**PROBLEMS AND TASKS:**
- 1) In the comment on the MDUFA V Commitment Letter, what share of medical devices is said to lack safety or effectiveness data before clearance or approval?
- 2) Carry on writing the comment on the MDUFA V Commitment Letter from the point where it stops.

**DOCUMENT TEXT:**

★ ★ ★ ★

In addition to the lack of transparency in the process and lack of public representation in negotiations between FDA and the medical device industry, the Commitment Letter fails to include any performance measures specifically linked to patient safety. Given the lack of safety or effectiveness data prior to clearance or approval of more than 95% of medical devices, post-market surveillance is crucially important. And yet, the Commitment Letter provides no requirement for financial support for post-market monitoring of studies or MAUDE reports, putting patients at risk for years to come.

Despite our lack of confidence in the FDA’s negotiated agreement with industry, below are our specific recommendations for your consideration as you finalize the MDUFA V Commitment Letter:

  1. Include performance measures tied to device safety, such as total time to recall a device following adverse event reporting.
  2. Direct any additional funds earned by FDA for meeting premarket performance goals to post-market surveillance activities.
  3. The total product life cycle advisory program (TAP) should include post-market activities to truly capture the full life cycle. This is becoming even more important as devices become more complex and technology rapidly changes. User fees should be used to support technology systems to monitor devices. Based on the description in the proposed Commitment Letter, TAP would focus on early communication with industry to troubleshoot potential issues with applications, but not to monitor the devices once they are on the market.

★ ★ ★ ★

**GIVEN RECORDS:**
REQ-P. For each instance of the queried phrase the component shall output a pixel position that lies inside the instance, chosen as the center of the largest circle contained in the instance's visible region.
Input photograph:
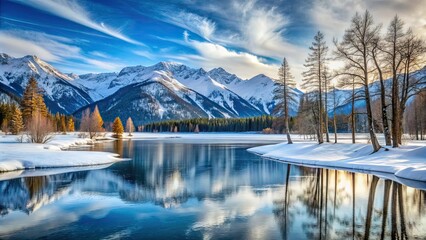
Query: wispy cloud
(13, 45)
(72, 11)
(257, 30)
(197, 24)
(52, 48)
(212, 55)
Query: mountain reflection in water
(189, 190)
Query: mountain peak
(167, 65)
(223, 76)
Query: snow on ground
(407, 161)
(19, 156)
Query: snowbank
(405, 162)
(19, 156)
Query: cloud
(197, 24)
(243, 64)
(72, 11)
(12, 45)
(252, 30)
(52, 48)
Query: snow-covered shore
(24, 156)
(407, 162)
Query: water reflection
(208, 191)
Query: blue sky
(244, 37)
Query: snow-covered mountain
(257, 90)
(60, 94)
(159, 92)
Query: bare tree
(394, 41)
(39, 129)
(284, 95)
(129, 126)
(90, 123)
(354, 50)
(414, 50)
(376, 54)
(326, 80)
(313, 77)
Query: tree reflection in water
(224, 188)
(359, 207)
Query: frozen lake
(174, 189)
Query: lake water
(200, 190)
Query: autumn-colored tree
(63, 125)
(32, 101)
(5, 126)
(17, 123)
(70, 125)
(97, 119)
(129, 126)
(117, 127)
(91, 122)
(39, 128)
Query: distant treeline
(211, 125)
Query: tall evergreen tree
(117, 127)
(70, 125)
(97, 119)
(32, 101)
(284, 95)
(16, 122)
(129, 126)
(313, 78)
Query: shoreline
(405, 162)
(16, 156)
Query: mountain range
(162, 91)
(159, 92)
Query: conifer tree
(314, 77)
(63, 125)
(5, 126)
(284, 95)
(32, 101)
(17, 123)
(117, 128)
(129, 126)
(70, 125)
(97, 119)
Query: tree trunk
(370, 206)
(385, 121)
(327, 137)
(287, 128)
(374, 141)
(353, 111)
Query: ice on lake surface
(213, 190)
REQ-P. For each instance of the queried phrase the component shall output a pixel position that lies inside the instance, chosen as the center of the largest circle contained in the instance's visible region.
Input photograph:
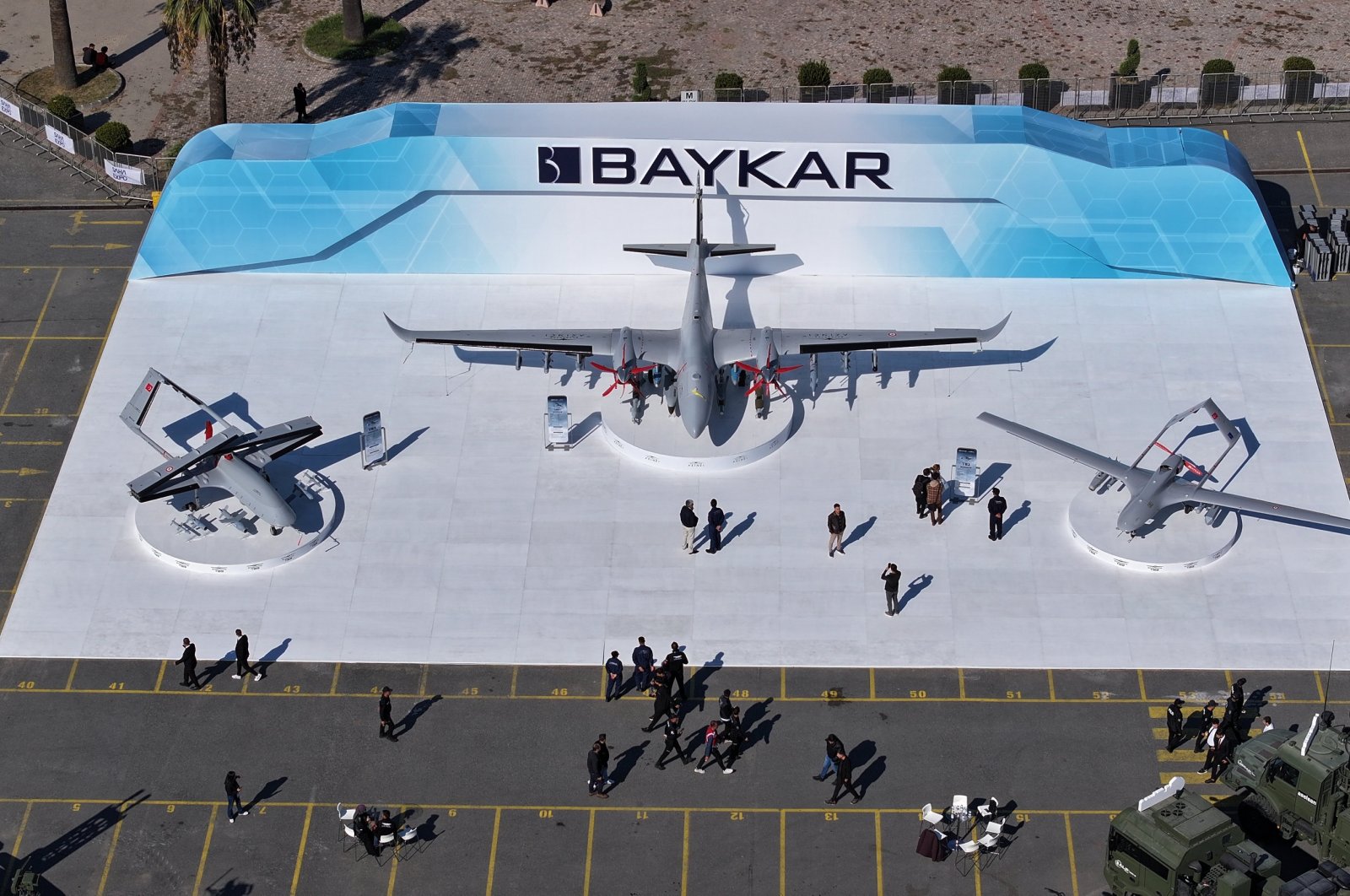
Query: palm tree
(227, 27)
(353, 20)
(62, 51)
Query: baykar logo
(559, 165)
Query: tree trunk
(216, 97)
(353, 20)
(62, 50)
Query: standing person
(1206, 720)
(189, 664)
(935, 495)
(242, 657)
(614, 677)
(688, 520)
(998, 506)
(675, 661)
(386, 715)
(1176, 725)
(832, 747)
(891, 576)
(710, 752)
(672, 742)
(594, 775)
(234, 806)
(716, 520)
(921, 493)
(843, 778)
(834, 524)
(301, 101)
(641, 666)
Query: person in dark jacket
(672, 744)
(386, 717)
(1176, 725)
(998, 506)
(613, 677)
(641, 666)
(242, 666)
(921, 493)
(843, 778)
(675, 663)
(596, 772)
(832, 747)
(688, 520)
(891, 576)
(834, 524)
(716, 520)
(189, 664)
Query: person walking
(843, 778)
(921, 493)
(242, 666)
(613, 677)
(998, 506)
(933, 493)
(1206, 720)
(594, 775)
(189, 664)
(386, 715)
(234, 806)
(641, 666)
(834, 524)
(675, 663)
(716, 520)
(891, 576)
(301, 101)
(710, 752)
(832, 747)
(1176, 725)
(672, 745)
(688, 520)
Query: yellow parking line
(206, 848)
(1307, 162)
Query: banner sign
(60, 139)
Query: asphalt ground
(122, 776)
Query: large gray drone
(1152, 493)
(230, 459)
(688, 358)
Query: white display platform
(222, 548)
(1176, 542)
(477, 545)
(736, 436)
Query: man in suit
(1176, 725)
(189, 664)
(242, 657)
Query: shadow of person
(625, 763)
(913, 590)
(1017, 515)
(267, 791)
(870, 775)
(859, 532)
(405, 725)
(272, 656)
(740, 528)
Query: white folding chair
(931, 817)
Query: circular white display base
(207, 542)
(1176, 542)
(735, 438)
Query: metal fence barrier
(1160, 96)
(130, 175)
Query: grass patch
(89, 87)
(382, 35)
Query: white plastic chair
(931, 817)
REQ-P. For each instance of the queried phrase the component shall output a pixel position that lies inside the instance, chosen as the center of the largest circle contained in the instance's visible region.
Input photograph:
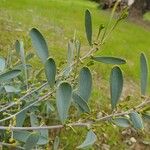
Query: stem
(10, 145)
(43, 85)
(76, 124)
(35, 102)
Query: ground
(58, 20)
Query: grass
(58, 20)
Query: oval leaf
(11, 89)
(56, 143)
(43, 134)
(21, 136)
(144, 73)
(89, 141)
(9, 75)
(88, 26)
(136, 120)
(40, 45)
(31, 141)
(50, 71)
(63, 100)
(109, 60)
(70, 58)
(20, 50)
(121, 122)
(116, 85)
(2, 64)
(85, 84)
(83, 104)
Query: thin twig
(23, 97)
(10, 145)
(81, 124)
(27, 107)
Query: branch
(43, 85)
(80, 124)
(10, 145)
(27, 107)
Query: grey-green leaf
(116, 85)
(70, 58)
(136, 120)
(43, 134)
(85, 83)
(88, 26)
(50, 71)
(82, 103)
(144, 73)
(9, 75)
(109, 60)
(11, 89)
(40, 44)
(20, 50)
(2, 64)
(89, 140)
(21, 135)
(63, 100)
(31, 141)
(121, 122)
(56, 143)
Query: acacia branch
(78, 124)
(10, 145)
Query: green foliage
(116, 85)
(109, 60)
(144, 73)
(40, 44)
(81, 103)
(88, 26)
(122, 122)
(5, 77)
(89, 140)
(72, 85)
(63, 100)
(2, 64)
(50, 71)
(85, 84)
(136, 120)
(31, 141)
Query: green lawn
(58, 20)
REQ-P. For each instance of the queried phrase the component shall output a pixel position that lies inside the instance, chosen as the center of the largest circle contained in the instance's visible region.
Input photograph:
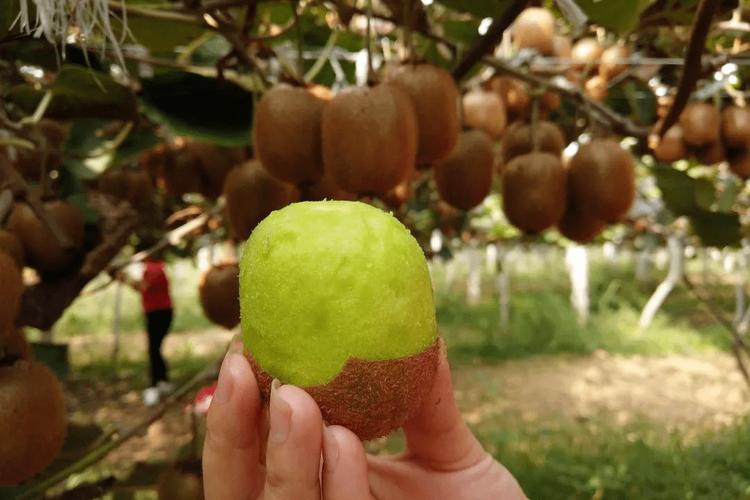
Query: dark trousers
(157, 325)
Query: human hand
(293, 456)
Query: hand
(246, 458)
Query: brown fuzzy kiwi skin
(33, 406)
(43, 252)
(534, 28)
(597, 88)
(219, 292)
(11, 289)
(739, 163)
(435, 96)
(735, 127)
(518, 139)
(10, 244)
(484, 110)
(586, 52)
(711, 154)
(610, 66)
(370, 398)
(251, 194)
(182, 481)
(672, 146)
(512, 92)
(287, 133)
(464, 178)
(370, 138)
(534, 191)
(601, 178)
(579, 226)
(701, 124)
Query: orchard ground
(596, 411)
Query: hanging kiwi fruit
(369, 138)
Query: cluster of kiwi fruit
(710, 136)
(588, 62)
(31, 398)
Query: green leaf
(716, 229)
(197, 106)
(618, 15)
(79, 93)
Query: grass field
(554, 455)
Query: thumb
(437, 435)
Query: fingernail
(226, 381)
(330, 449)
(281, 415)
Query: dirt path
(685, 392)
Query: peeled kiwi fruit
(181, 481)
(484, 110)
(701, 124)
(579, 226)
(370, 138)
(219, 294)
(287, 133)
(534, 191)
(586, 52)
(601, 178)
(597, 88)
(10, 244)
(534, 28)
(32, 405)
(672, 146)
(464, 178)
(611, 64)
(518, 139)
(251, 194)
(513, 93)
(10, 291)
(435, 96)
(342, 307)
(43, 252)
(735, 127)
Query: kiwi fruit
(10, 291)
(534, 191)
(435, 96)
(513, 93)
(32, 404)
(710, 154)
(324, 189)
(601, 178)
(181, 481)
(739, 163)
(10, 244)
(219, 291)
(251, 194)
(596, 88)
(672, 146)
(579, 226)
(370, 138)
(464, 178)
(43, 252)
(484, 110)
(701, 124)
(287, 133)
(518, 139)
(611, 64)
(343, 308)
(534, 28)
(586, 53)
(735, 127)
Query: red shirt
(155, 287)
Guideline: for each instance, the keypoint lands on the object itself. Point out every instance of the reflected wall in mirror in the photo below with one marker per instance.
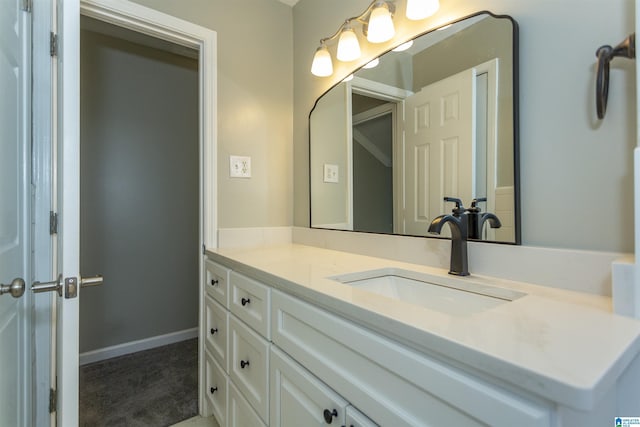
(436, 120)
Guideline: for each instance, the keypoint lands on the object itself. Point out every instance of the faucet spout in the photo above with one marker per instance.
(494, 221)
(458, 225)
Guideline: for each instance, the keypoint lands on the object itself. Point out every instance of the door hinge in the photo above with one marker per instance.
(53, 222)
(53, 400)
(26, 5)
(53, 44)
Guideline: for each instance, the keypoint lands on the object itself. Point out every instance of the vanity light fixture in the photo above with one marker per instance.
(372, 64)
(322, 65)
(381, 27)
(376, 24)
(403, 46)
(348, 46)
(421, 9)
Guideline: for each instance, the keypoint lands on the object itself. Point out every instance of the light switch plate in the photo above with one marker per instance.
(331, 173)
(240, 167)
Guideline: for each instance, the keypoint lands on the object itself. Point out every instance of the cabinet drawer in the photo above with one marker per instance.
(216, 318)
(356, 418)
(249, 301)
(249, 365)
(216, 389)
(300, 399)
(241, 414)
(217, 282)
(392, 384)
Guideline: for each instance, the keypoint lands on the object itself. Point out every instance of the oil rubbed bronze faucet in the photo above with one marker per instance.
(458, 224)
(477, 218)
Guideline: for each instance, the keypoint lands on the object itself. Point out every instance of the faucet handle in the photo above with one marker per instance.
(474, 204)
(459, 209)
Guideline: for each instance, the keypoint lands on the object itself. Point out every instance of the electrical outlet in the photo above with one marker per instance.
(240, 167)
(330, 173)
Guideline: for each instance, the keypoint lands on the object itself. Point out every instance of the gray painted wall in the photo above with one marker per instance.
(139, 191)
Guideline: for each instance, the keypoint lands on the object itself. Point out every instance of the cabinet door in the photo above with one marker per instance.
(249, 300)
(300, 399)
(356, 418)
(216, 318)
(216, 389)
(241, 414)
(217, 282)
(249, 365)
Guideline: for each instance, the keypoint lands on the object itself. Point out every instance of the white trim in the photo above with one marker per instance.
(254, 236)
(135, 346)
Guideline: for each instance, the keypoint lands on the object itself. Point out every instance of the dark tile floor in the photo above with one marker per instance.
(157, 387)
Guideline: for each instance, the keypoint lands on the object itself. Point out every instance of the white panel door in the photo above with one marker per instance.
(14, 212)
(440, 148)
(68, 187)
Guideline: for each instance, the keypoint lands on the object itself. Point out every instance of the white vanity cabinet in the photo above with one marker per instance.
(290, 363)
(216, 389)
(235, 328)
(355, 418)
(216, 281)
(392, 384)
(300, 399)
(241, 414)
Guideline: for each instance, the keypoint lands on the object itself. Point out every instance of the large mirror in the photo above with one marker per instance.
(436, 120)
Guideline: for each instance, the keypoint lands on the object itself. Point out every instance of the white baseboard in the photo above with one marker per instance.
(135, 346)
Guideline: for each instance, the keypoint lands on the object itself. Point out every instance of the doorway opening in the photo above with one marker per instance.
(139, 226)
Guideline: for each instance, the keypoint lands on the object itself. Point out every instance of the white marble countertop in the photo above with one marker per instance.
(560, 345)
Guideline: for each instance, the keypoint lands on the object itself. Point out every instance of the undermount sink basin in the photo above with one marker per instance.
(451, 295)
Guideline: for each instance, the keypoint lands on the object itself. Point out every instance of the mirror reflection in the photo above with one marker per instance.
(433, 120)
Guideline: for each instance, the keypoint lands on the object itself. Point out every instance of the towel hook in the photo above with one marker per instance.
(626, 49)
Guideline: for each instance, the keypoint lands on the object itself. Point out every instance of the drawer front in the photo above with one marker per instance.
(241, 414)
(356, 418)
(300, 399)
(249, 365)
(217, 282)
(419, 392)
(216, 319)
(216, 389)
(249, 300)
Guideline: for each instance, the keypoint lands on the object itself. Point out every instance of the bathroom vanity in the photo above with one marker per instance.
(298, 335)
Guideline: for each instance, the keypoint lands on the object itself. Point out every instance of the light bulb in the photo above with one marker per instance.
(322, 65)
(421, 9)
(348, 46)
(404, 46)
(371, 64)
(380, 24)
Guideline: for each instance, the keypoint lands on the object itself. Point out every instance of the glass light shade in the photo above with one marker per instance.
(348, 46)
(380, 24)
(371, 64)
(404, 46)
(322, 65)
(421, 9)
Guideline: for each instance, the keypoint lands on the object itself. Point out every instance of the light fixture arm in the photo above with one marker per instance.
(363, 19)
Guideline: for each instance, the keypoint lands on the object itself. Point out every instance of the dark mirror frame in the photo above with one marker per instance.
(516, 130)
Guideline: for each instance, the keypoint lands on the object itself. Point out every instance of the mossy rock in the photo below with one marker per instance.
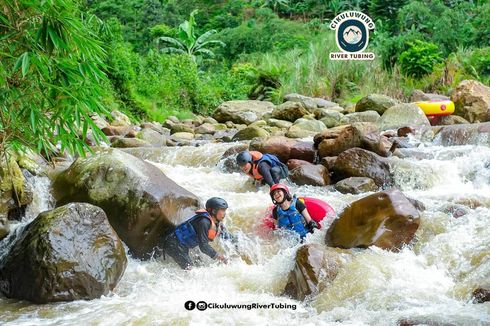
(69, 253)
(142, 204)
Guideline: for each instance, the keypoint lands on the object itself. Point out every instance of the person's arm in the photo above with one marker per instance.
(226, 235)
(265, 171)
(202, 225)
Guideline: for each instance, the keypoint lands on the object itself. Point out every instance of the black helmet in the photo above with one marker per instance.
(244, 158)
(216, 203)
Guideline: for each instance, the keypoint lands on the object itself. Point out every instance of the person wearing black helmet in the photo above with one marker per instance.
(199, 230)
(263, 168)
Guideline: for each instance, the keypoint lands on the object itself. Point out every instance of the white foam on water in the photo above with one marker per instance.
(431, 282)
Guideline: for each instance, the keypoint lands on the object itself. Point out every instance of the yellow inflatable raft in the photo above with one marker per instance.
(435, 108)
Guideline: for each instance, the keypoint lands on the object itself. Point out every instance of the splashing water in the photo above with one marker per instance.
(430, 281)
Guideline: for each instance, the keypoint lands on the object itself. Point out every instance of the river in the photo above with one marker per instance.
(430, 281)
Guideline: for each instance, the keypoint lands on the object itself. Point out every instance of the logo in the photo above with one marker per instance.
(352, 36)
(190, 305)
(201, 305)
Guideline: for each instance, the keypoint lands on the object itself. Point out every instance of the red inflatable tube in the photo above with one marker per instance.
(317, 208)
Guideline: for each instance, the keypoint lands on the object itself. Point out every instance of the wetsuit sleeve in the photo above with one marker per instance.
(265, 171)
(202, 225)
(300, 206)
(274, 213)
(226, 235)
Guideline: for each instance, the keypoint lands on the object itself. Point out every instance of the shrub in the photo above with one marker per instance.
(419, 59)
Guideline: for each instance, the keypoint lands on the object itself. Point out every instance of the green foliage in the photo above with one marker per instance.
(264, 33)
(419, 59)
(386, 10)
(50, 76)
(188, 42)
(481, 26)
(477, 63)
(433, 20)
(314, 74)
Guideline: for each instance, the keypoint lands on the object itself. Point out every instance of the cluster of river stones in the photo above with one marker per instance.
(76, 251)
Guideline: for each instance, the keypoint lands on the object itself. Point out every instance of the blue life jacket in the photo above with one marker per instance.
(186, 234)
(291, 219)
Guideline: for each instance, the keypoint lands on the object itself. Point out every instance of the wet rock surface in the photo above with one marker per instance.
(69, 253)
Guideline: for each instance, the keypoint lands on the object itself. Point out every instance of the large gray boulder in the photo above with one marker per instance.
(332, 142)
(464, 134)
(403, 115)
(289, 111)
(242, 112)
(472, 101)
(307, 102)
(385, 219)
(376, 102)
(315, 265)
(69, 253)
(357, 162)
(309, 174)
(142, 204)
(249, 133)
(303, 128)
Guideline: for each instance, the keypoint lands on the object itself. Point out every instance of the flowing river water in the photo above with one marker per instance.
(431, 281)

★ ★ ★ ★

**TASK-BY-TASK RESULTS:**
- 1) More than 95%.

- 2)
  4. Diversity and accessibility performance measures should be included in the proposed Commitment Letter.
    1. Industry could be provided a discount on fees if certain diversity performance goals are met in a PMA application.
    2. Industry should be required to include a detailed plan on potential device recalls. The plan should include how information will be shared with patients and what steps will be taken to ensure the information is presented in a timely manner and accessible formats.

When Congress required that stakeholders have the opportunity to participate in the MDUFA V reauthorization process, they intended that our participation would be meaningful. This is the final opportunity for the FDA to fulfill that obligation in MDUFA V.